Task directions:
For this exercise, copy the data exactly and omit any images.

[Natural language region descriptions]
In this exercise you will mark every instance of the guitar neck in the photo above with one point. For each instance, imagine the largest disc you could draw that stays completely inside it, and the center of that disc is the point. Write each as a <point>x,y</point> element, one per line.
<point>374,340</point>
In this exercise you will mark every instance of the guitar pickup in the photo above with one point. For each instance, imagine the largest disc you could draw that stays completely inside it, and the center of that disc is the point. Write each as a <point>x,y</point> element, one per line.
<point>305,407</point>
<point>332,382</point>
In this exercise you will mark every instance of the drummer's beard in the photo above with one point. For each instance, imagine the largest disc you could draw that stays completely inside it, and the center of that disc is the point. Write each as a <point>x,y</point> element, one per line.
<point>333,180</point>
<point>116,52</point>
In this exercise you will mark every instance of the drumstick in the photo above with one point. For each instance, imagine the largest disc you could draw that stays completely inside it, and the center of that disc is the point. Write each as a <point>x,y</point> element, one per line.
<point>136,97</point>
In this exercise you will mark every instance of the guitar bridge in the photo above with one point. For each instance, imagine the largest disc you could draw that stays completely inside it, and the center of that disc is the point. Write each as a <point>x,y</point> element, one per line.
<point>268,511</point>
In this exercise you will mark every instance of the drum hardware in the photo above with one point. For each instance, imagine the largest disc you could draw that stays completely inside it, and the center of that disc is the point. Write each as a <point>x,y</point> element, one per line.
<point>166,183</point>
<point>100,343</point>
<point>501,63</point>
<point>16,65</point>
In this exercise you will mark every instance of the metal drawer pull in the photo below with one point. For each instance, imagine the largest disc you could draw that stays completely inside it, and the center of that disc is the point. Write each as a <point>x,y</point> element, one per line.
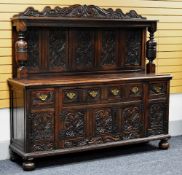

Exercise solution:
In this exercise you will mark every instance of the guitar neck in the photo above with one point. For each instance, imagine the largest disc you could draw that stays completely inside it, and the center of that disc is the point. Write each as a <point>x,y</point> element, one per line.
<point>374,340</point>
In this exercise you will mark every instance of the guitar pickup in the photo above with one point. For each instance, imagine the largest disc you could draw that stays completely inside it, and the center of that disc is the point. Write each as a <point>x,y</point> element, one per line.
<point>305,407</point>
<point>332,382</point>
In this exercise you will mark every instance of the drummer's beard in the photo above with one point. For each instance, imagine the largest disc you could draw that stays completely inside it, and the center of that disc is the point. Write each as a <point>x,y</point> element, one per line.
<point>333,180</point>
<point>116,52</point>
In this exercise you will mark every instance of the drumstick in the photo above with one point. For each instance, imagine the largest disc you could draw that stays completely inside it, and the center of that disc is the point. Write each as a <point>x,y</point> element, one per line.
<point>136,97</point>
In this exercise you will mark every instance of the guitar bridge in the photo above with one point. For each instance, imagine the largest disc you could draw that stays completely inside it, and the center of that disc is the point. Write each as a <point>x,y</point> element, one per line.
<point>268,511</point>
In this exercise you will mark every instance of the drum hardware in the photo above with one point. For each instance, imagine the largest disc you could draw that stays completely inside it, and the center of that disc is the point. Write each as a <point>x,y</point> element, one per line.
<point>166,183</point>
<point>100,343</point>
<point>501,63</point>
<point>16,65</point>
In this exercise you will mark every instance of the metal drawer pull in the photo below with one point. For each instance, imagine the largest disc you could draw that stays completely inside it, and the center of that disc is the point. Write each as a <point>x,y</point> element, one per line.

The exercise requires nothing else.